• _Work to be completed_:
Write out the listing below again, precisely as it is given.

• _Information provided_:
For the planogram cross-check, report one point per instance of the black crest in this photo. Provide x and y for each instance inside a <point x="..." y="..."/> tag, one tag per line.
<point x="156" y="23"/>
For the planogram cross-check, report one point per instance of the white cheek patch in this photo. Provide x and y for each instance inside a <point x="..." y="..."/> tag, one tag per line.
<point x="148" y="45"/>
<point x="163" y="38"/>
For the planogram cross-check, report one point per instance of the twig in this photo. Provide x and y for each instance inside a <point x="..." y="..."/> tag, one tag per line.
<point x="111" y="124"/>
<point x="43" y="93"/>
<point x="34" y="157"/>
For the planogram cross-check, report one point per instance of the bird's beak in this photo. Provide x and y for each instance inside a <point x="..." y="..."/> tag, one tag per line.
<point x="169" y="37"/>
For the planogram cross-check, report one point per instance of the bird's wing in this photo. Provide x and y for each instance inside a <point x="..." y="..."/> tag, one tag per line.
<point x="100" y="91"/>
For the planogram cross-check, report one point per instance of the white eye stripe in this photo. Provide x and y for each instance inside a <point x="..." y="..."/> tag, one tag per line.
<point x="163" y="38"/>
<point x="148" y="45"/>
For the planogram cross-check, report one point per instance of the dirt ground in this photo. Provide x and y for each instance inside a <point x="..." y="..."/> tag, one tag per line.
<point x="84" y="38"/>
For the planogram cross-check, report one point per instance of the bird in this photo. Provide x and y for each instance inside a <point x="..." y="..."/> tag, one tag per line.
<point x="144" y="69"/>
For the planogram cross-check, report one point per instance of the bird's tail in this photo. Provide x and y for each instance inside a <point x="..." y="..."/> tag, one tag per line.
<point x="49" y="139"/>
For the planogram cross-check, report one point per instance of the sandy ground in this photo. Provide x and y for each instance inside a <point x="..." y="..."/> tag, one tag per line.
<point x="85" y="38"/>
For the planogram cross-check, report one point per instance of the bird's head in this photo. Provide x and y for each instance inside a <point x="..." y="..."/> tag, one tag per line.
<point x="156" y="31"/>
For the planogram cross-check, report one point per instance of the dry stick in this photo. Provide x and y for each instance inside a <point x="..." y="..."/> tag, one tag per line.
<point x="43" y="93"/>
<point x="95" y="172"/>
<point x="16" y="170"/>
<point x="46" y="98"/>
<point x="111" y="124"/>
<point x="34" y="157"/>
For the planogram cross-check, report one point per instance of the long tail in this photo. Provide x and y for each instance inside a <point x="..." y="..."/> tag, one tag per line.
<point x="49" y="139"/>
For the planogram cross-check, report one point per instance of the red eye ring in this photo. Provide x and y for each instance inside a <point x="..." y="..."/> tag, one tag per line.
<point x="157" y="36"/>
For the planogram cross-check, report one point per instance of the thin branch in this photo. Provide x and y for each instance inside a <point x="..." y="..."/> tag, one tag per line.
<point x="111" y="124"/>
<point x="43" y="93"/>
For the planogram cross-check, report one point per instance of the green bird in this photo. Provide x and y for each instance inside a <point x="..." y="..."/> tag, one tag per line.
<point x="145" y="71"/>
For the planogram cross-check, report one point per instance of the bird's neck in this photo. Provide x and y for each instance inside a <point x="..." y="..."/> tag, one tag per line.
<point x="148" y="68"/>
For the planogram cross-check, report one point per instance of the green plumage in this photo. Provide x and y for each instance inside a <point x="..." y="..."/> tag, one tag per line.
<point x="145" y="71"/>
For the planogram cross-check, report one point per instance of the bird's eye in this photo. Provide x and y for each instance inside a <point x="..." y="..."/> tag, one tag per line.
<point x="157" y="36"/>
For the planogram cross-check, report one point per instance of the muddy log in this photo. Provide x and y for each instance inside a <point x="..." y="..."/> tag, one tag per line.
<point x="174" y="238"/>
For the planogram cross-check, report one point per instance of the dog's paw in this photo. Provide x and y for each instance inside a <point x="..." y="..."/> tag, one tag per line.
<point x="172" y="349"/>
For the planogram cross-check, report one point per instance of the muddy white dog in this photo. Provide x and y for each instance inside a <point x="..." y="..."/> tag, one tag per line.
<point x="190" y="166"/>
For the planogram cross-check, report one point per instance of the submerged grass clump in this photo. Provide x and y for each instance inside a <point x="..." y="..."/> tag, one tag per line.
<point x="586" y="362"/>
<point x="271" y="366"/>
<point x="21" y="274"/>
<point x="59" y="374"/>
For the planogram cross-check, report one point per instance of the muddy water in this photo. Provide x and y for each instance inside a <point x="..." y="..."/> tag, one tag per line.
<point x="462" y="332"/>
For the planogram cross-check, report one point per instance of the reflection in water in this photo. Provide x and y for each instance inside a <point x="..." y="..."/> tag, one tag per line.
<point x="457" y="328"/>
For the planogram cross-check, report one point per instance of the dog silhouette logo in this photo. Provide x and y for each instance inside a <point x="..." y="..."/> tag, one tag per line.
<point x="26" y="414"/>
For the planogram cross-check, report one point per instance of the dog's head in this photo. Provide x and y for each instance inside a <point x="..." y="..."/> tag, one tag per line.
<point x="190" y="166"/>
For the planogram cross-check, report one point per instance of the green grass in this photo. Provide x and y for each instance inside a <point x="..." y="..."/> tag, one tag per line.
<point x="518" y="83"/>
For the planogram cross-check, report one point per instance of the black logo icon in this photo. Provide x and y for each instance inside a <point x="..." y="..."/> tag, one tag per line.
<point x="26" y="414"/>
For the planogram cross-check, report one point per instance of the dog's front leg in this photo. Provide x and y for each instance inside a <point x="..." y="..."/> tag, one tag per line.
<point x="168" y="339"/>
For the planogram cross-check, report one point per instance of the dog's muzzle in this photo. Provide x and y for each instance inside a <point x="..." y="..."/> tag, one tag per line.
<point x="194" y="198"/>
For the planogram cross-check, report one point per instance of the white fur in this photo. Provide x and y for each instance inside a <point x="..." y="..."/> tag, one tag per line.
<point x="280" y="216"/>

• _Result below_:
For the planogram cross-check, report one point per instance of the black crest in this photo. Provide x and y for each instance inside a <point x="..." y="..."/> tag, one tag per line.
<point x="156" y="23"/>
For the planogram cross-check, report one point per instance of the white cheek patch in this photo. Provide x and y for each instance inside a <point x="..." y="..."/> tag, one tag per line.
<point x="148" y="45"/>
<point x="163" y="38"/>
For the planogram cross-check, report one point per instance of the twig in this photo. Provide x and y for each instance inside a <point x="..." y="..."/> tag, one tag per line.
<point x="111" y="124"/>
<point x="43" y="93"/>
<point x="34" y="157"/>
For the planogram cross-check, report one point per instance of the bird's beak in this photo. Provide x and y for each instance inside a <point x="..." y="..."/> tag, one tag per line.
<point x="169" y="37"/>
For the planogram cross-check, report one point per instance of the bird's wing in this photo. Provide x and y for each instance inside a <point x="..." y="..."/> tag, one tag per line.
<point x="100" y="91"/>
For the planogram cross-check, report one point per instance of the white eye stripe in this photo. Provide x and y for each instance inside a <point x="..." y="..."/> tag, one tag per line.
<point x="163" y="38"/>
<point x="148" y="45"/>
For the planogram cross-check, report one point per instance of the dirt ground in this photo. Provide x and y for each instance inside a <point x="..." y="..."/> tag, one tag per line.
<point x="84" y="38"/>
For the planogram cross-check, report one point per instance of the bird in this photo. Provide x and y for each instance inside a <point x="..." y="..."/> tag, one tag per line.
<point x="144" y="69"/>
For the planogram cross-check, report one point per instance of the bird's tail in this photo. Provide x and y for each instance inside a <point x="..." y="..."/> tag, one tag per line.
<point x="49" y="139"/>
For the planogram cross-check, report one point per instance of the sandy ground in this photo. Provide x and y for each instance inside a <point x="..." y="..."/> tag, one tag per line.
<point x="85" y="38"/>
For the planogram cross-check, report one point per instance of the bird's head in this photo. Provide x and y for each instance inside a <point x="..." y="..."/> tag, one tag per line.
<point x="156" y="31"/>
For the planogram cross-check, report one point per instance of the dry stick in this photo. Provide x and y for each instance inside a <point x="..." y="..."/> tag, one tag per line.
<point x="43" y="93"/>
<point x="95" y="172"/>
<point x="16" y="170"/>
<point x="46" y="98"/>
<point x="111" y="124"/>
<point x="34" y="157"/>
For the planogram cross-check, report one point per instance of the long tail in this photo. Provide x and y for each instance inside a <point x="..." y="..."/> tag, one tag per line.
<point x="49" y="139"/>
For the planogram cross-check, report one point per instance of the red eye ring in this photo. Provide x and y for each instance inside a <point x="..." y="..."/> tag, one tag per line.
<point x="157" y="36"/>
For the planogram cross-check, report one point per instance of the thin branch in this photo. Provide x and y for each instance inside a <point x="..." y="..."/> tag, one tag per line.
<point x="111" y="124"/>
<point x="43" y="93"/>
For the planogram cross-check, report one point per instance of the green bird in this photo. Provide x and y for each instance inside a <point x="..." y="..."/> tag, one tag per line.
<point x="145" y="71"/>
For the planogram cross-check, report one point per instance of the bird's neck in this photo. Provide x and y for each instance inside a <point x="..." y="..."/> tag, one tag per line.
<point x="148" y="68"/>
For the planogram cross-check, report one point per instance of the green plumage in this photo. Provide x and y for each instance inside a <point x="..." y="..."/> tag, one tag per line.
<point x="145" y="71"/>
For the planogram cross-check, report one point per instance of the bird's eye in this photo. Provide x and y for each instance inside a <point x="..." y="..."/> tag, one tag per line.
<point x="157" y="36"/>
For the planogram cross-check, report one point per instance of the muddy log in this photo. Provide x and y for each instance inside a <point x="..." y="..."/> tag, one tag per line.
<point x="174" y="238"/>
For the planogram cross-check, report one point per instance of the dog's paw in this photo. Provide x and y for each instance inside a <point x="..." y="..."/> tag, one tag per line.
<point x="172" y="349"/>
For the planogram cross-check, report one point per instance of the muddy white dog in this photo. Provide x and y for each instance inside a <point x="..." y="..."/> tag, one tag per line.
<point x="190" y="166"/>
For the planogram cross-check, report one point per instance of the submerged grass clump in this photo. Provide x and y for each instance inside a <point x="..." y="..."/> tag, one tag per line.
<point x="586" y="362"/>
<point x="271" y="366"/>
<point x="21" y="274"/>
<point x="59" y="374"/>
For the planogram cross-check, report one point per instance of the muddy water in this photo. Provide x and y for each instance inside a <point x="..." y="..."/> tag, one tag per line.
<point x="462" y="332"/>
For the planogram cross-check, report one point per instance of the reflection in water in this photo. Provide x and y for each instance inside a <point x="..." y="..."/> tag, one tag per line.
<point x="457" y="328"/>
For the planogram cross-check, report one point per instance of the dog silhouette logo in this photo. Provide x and y for each instance inside a <point x="..." y="..."/> tag, one tag per line.
<point x="26" y="414"/>
For the planogram cross-check, report one point per instance of the dog's head in this photo. Provide x and y for each instance inside a <point x="..." y="..."/> tag, one tag per line.
<point x="190" y="166"/>
For the planogram cross-check, report one point per instance of the green grass in this photo. Provide x and y for each instance inside a <point x="..." y="..."/> tag, one tag per line.
<point x="518" y="83"/>
For the planogram cross-check, report one point per instance of the black logo icon in this photo. Provide x and y for each instance inside a <point x="..." y="..."/> tag, one tag per line.
<point x="26" y="414"/>
For the planogram cross-check, report one point per instance of the dog's front leg in this photo. Provide x and y for each instance inside a <point x="..." y="..."/> tag, one tag per line.
<point x="168" y="339"/>
For the planogram cross-check, report one point per instance of the dog's muzzle in this photo. Provide x and y for each instance inside a <point x="..." y="..."/> tag, one tag per line.
<point x="194" y="198"/>
For the planogram cross-check, report one point per instance of the white fur in this photo. Provide x and y for each instance inside a <point x="..." y="..."/> tag, one tag per line.
<point x="280" y="216"/>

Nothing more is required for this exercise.